-- START OF GIVEN PASSAGE --

August 17, 2007 11:20 AM | Link to this

I am a Cobb Energy Centre volunteer, who worked the opera/orchestra event on Wednesday, 8/15. I am happy to say that everyone from whom I received feedback after the performance were very enthusiastic and seemed to enjoy themselves immensely. As I wished the departing patrons a pleasant evening, many responded to me that they had already had a terrific evening. That energizes all who work for the Centre - paid or volunteer - and increases our enthusiasm, commitment & passion for this facility, all that it stands for, and all that it can be to the community.

By James L. Paulk

August 21, 2007 11:19 AM | Link to this

I am just now catching up on my AJC reading after returning late last night from Seattle. Including, of course, your article about the Cobb Centre.

-- END OF GIVEN PASSAGE --
-- START OF EXTRACTED ENTRIES --

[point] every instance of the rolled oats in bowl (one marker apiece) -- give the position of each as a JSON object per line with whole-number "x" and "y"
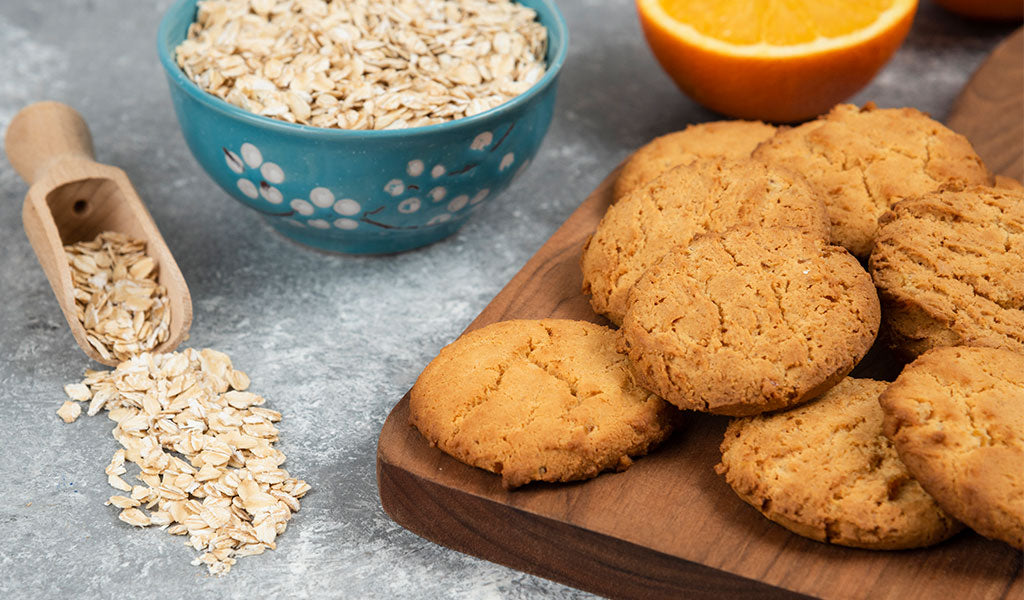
{"x": 365, "y": 63}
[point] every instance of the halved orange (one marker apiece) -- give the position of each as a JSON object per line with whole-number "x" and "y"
{"x": 773, "y": 59}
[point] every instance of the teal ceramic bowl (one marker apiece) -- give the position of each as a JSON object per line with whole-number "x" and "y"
{"x": 363, "y": 191}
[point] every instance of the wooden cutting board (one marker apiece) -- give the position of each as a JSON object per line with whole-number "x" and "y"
{"x": 669, "y": 526}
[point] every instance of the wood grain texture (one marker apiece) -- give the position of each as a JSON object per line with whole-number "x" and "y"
{"x": 669, "y": 526}
{"x": 73, "y": 199}
{"x": 990, "y": 110}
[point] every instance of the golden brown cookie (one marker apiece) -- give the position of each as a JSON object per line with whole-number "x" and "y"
{"x": 955, "y": 416}
{"x": 538, "y": 400}
{"x": 731, "y": 139}
{"x": 826, "y": 471}
{"x": 710, "y": 195}
{"x": 862, "y": 161}
{"x": 749, "y": 320}
{"x": 948, "y": 267}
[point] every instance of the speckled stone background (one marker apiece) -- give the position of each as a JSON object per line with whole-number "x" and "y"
{"x": 332, "y": 341}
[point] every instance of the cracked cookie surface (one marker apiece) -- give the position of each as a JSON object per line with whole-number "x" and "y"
{"x": 749, "y": 320}
{"x": 826, "y": 471}
{"x": 538, "y": 400}
{"x": 710, "y": 195}
{"x": 948, "y": 269}
{"x": 955, "y": 416}
{"x": 862, "y": 161}
{"x": 731, "y": 139}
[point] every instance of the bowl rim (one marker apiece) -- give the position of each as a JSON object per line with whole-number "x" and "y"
{"x": 178, "y": 78}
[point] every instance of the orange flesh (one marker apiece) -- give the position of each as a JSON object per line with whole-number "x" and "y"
{"x": 778, "y": 23}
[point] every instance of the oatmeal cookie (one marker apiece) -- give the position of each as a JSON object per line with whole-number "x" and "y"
{"x": 862, "y": 161}
{"x": 538, "y": 400}
{"x": 731, "y": 139}
{"x": 826, "y": 471}
{"x": 948, "y": 269}
{"x": 749, "y": 320}
{"x": 955, "y": 416}
{"x": 710, "y": 195}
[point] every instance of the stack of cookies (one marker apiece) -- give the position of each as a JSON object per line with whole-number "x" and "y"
{"x": 732, "y": 262}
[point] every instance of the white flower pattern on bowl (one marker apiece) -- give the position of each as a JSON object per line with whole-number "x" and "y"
{"x": 258, "y": 178}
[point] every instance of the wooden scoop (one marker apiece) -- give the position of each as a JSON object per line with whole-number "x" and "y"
{"x": 73, "y": 199}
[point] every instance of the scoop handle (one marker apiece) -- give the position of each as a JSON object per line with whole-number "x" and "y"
{"x": 43, "y": 134}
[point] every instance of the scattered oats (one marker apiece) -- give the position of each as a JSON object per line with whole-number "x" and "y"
{"x": 118, "y": 300}
{"x": 70, "y": 411}
{"x": 134, "y": 517}
{"x": 117, "y": 482}
{"x": 205, "y": 448}
{"x": 123, "y": 502}
{"x": 364, "y": 63}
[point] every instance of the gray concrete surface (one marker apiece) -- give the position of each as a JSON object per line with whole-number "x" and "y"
{"x": 332, "y": 341}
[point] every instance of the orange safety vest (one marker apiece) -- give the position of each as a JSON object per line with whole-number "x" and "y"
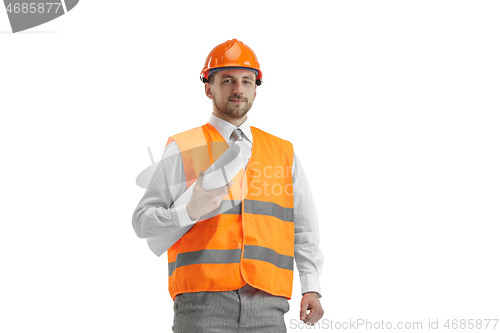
{"x": 252, "y": 239}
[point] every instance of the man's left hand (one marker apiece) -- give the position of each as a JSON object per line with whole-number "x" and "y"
{"x": 310, "y": 301}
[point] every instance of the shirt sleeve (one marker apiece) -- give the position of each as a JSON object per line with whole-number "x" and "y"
{"x": 308, "y": 256}
{"x": 153, "y": 215}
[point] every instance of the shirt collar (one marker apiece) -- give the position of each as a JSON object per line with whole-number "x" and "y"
{"x": 225, "y": 128}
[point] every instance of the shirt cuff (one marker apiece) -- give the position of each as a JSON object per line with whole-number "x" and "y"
{"x": 181, "y": 217}
{"x": 310, "y": 283}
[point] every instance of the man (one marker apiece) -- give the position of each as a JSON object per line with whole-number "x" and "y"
{"x": 233, "y": 270}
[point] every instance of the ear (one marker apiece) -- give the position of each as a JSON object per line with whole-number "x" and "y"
{"x": 208, "y": 91}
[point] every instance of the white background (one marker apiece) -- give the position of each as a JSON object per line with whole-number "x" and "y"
{"x": 392, "y": 106}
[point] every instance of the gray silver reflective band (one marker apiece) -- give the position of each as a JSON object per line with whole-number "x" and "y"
{"x": 205, "y": 257}
{"x": 269, "y": 209}
{"x": 268, "y": 255}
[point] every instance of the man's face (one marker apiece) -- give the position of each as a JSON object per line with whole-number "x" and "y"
{"x": 233, "y": 92}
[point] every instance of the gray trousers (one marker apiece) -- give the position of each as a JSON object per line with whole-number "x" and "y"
{"x": 246, "y": 310}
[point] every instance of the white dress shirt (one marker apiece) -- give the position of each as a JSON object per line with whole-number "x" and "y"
{"x": 153, "y": 215}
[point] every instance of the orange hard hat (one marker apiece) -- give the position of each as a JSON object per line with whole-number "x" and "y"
{"x": 229, "y": 55}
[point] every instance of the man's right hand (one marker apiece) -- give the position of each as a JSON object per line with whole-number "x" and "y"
{"x": 203, "y": 202}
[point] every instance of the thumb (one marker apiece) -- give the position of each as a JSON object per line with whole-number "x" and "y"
{"x": 303, "y": 310}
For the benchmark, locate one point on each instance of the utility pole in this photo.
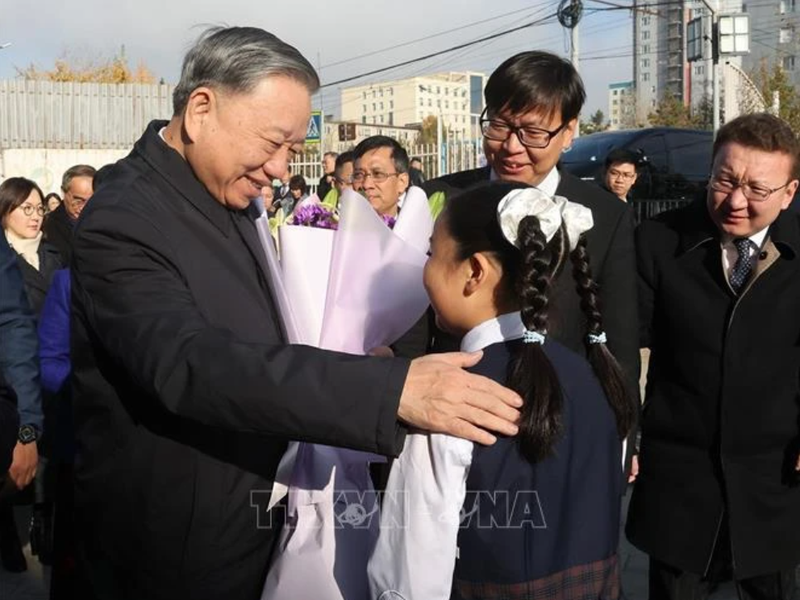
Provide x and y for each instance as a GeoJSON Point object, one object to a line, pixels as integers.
{"type": "Point", "coordinates": [569, 15]}
{"type": "Point", "coordinates": [575, 58]}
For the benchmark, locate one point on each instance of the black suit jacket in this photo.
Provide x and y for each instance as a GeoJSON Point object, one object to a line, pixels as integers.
{"type": "Point", "coordinates": [9, 424]}
{"type": "Point", "coordinates": [37, 282]}
{"type": "Point", "coordinates": [57, 229]}
{"type": "Point", "coordinates": [613, 262]}
{"type": "Point", "coordinates": [721, 419]}
{"type": "Point", "coordinates": [185, 391]}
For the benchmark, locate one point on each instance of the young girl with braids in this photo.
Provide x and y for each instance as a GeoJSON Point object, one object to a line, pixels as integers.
{"type": "Point", "coordinates": [536, 515]}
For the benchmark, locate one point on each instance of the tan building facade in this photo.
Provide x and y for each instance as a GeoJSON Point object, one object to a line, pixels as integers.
{"type": "Point", "coordinates": [456, 97]}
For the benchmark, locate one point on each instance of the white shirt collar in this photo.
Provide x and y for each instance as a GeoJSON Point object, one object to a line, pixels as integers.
{"type": "Point", "coordinates": [500, 329]}
{"type": "Point", "coordinates": [549, 184]}
{"type": "Point", "coordinates": [757, 238]}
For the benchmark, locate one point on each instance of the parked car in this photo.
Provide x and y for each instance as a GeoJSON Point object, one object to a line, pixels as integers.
{"type": "Point", "coordinates": [674, 163]}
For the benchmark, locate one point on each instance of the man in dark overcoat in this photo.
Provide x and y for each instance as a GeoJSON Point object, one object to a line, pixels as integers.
{"type": "Point", "coordinates": [185, 392]}
{"type": "Point", "coordinates": [533, 101]}
{"type": "Point", "coordinates": [719, 289]}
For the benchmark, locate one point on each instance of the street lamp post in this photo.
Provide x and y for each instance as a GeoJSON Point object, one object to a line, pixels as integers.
{"type": "Point", "coordinates": [730, 35]}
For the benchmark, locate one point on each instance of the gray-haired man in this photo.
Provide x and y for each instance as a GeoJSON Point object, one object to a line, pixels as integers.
{"type": "Point", "coordinates": [185, 390]}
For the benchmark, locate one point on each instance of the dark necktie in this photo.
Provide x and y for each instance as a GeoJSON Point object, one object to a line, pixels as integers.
{"type": "Point", "coordinates": [744, 264]}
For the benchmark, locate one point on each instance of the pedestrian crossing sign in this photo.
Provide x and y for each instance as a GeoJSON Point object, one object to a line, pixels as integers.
{"type": "Point", "coordinates": [314, 132]}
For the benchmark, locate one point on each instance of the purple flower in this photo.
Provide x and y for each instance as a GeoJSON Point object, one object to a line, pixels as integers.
{"type": "Point", "coordinates": [315, 215]}
{"type": "Point", "coordinates": [389, 220]}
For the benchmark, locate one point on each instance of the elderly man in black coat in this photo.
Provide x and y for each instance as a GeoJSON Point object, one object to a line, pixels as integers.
{"type": "Point", "coordinates": [719, 487]}
{"type": "Point", "coordinates": [185, 391]}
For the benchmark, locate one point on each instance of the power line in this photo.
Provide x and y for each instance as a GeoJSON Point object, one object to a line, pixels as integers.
{"type": "Point", "coordinates": [440, 52]}
{"type": "Point", "coordinates": [431, 36]}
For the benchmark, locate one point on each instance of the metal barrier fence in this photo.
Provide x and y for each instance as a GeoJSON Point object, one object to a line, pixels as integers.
{"type": "Point", "coordinates": [647, 209]}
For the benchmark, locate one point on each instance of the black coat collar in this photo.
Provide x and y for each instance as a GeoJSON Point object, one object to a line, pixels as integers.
{"type": "Point", "coordinates": [177, 172]}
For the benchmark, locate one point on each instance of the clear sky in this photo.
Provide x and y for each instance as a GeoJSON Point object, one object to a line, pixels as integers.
{"type": "Point", "coordinates": [342, 39]}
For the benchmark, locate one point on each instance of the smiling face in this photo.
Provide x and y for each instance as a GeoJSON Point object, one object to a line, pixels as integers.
{"type": "Point", "coordinates": [620, 178]}
{"type": "Point", "coordinates": [734, 214]}
{"type": "Point", "coordinates": [77, 195]}
{"type": "Point", "coordinates": [239, 143]}
{"type": "Point", "coordinates": [514, 162]}
{"type": "Point", "coordinates": [26, 226]}
{"type": "Point", "coordinates": [383, 195]}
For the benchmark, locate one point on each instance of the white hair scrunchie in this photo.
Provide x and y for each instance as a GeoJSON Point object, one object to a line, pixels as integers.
{"type": "Point", "coordinates": [551, 212]}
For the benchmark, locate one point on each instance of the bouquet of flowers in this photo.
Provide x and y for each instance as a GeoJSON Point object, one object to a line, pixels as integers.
{"type": "Point", "coordinates": [349, 285]}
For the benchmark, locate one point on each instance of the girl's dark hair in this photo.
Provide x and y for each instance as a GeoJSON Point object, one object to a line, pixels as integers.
{"type": "Point", "coordinates": [14, 191]}
{"type": "Point", "coordinates": [528, 271]}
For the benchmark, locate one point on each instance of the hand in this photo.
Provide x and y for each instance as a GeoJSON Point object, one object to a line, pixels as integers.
{"type": "Point", "coordinates": [23, 464]}
{"type": "Point", "coordinates": [635, 468]}
{"type": "Point", "coordinates": [441, 397]}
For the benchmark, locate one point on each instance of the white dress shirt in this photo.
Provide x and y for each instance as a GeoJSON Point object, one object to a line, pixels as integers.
{"type": "Point", "coordinates": [415, 554]}
{"type": "Point", "coordinates": [730, 254]}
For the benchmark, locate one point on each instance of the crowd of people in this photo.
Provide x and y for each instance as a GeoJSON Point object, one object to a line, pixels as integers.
{"type": "Point", "coordinates": [147, 391]}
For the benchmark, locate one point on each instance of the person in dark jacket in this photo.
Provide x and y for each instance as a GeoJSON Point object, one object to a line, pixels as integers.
{"type": "Point", "coordinates": [719, 286]}
{"type": "Point", "coordinates": [185, 391]}
{"type": "Point", "coordinates": [22, 212]}
{"type": "Point", "coordinates": [9, 424]}
{"type": "Point", "coordinates": [325, 184]}
{"type": "Point", "coordinates": [19, 365]}
{"type": "Point", "coordinates": [536, 515]}
{"type": "Point", "coordinates": [76, 185]}
{"type": "Point", "coordinates": [533, 101]}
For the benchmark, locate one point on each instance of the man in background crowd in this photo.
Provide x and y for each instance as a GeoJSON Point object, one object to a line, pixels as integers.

-- END OF EXTRACTED ENTRIES --

• **EXERCISE REQUIREMENTS**
Could you carry on the Cobb Energy Centre comments past their last sentence?

• **ANSWER FOR THIS EXERCISE**
Rarely have I experienced so vivid a contrast as I did last week, when I went from the Cobb Centre on Wednesday night to the Seattle Opera House on Friday (for Wagner’s “Flying Dutchman”).

The venues are similar in size. The Seattle house is totally alive and favors the voice. The Cobb Centre is an improvement over the Atlanta Civic Center, but it was still pretty dead, and that was with the improvised shell.

I also had some reservations about some of the design features of the Cobb. It doesn’t seem to know whether it’s a Frank Gehry knock-off (the exterior) or a bit of 70’s kitsch (the chandeliers and some of the other fittings).